PASSAGE SHOWN:
——————

- Born: 28 December 1934 Stone, Staffordshire
- Died: 17 August 1995 (aged 60) Paris, France

= David Warrilow =

English actor (1934–1995)

David Warrilow (28 December 1934 – 17 August 1995) was an English actor best known as one of the "finest interpreters of Samuel Beckett’s work".

==Life and career==
A shoemaker's son born in Stone, Staffordshire, Warrilow studied at the University of Reading under James Knowlson, Beckett’s biographer. In 1967 in Paris, he joined Réalités, editing the magazine for eleven years. He co-founded the Mabou Mines theater group in 1970. Three years later, he starred in a theatrical adaptation of Beckett’s The Lost Ones, directed by Lee Breuer and Thom Cathcart. In 1984, he directed a cinematic adaptation of the novella.

——————

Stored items
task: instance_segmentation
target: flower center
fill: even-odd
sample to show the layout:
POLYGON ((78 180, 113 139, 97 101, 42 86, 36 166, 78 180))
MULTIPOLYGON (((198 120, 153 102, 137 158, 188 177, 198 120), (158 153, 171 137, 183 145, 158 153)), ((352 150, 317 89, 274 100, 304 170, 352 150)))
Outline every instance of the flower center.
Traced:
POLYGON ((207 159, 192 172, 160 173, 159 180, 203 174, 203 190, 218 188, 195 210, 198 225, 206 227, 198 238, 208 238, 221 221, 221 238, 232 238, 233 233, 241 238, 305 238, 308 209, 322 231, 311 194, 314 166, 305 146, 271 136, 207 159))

——————

Please name the magazine that Warrilow edited for eleven years, according to the passage on David Warrilow.

EXERCISE SOLUTION:
Réalités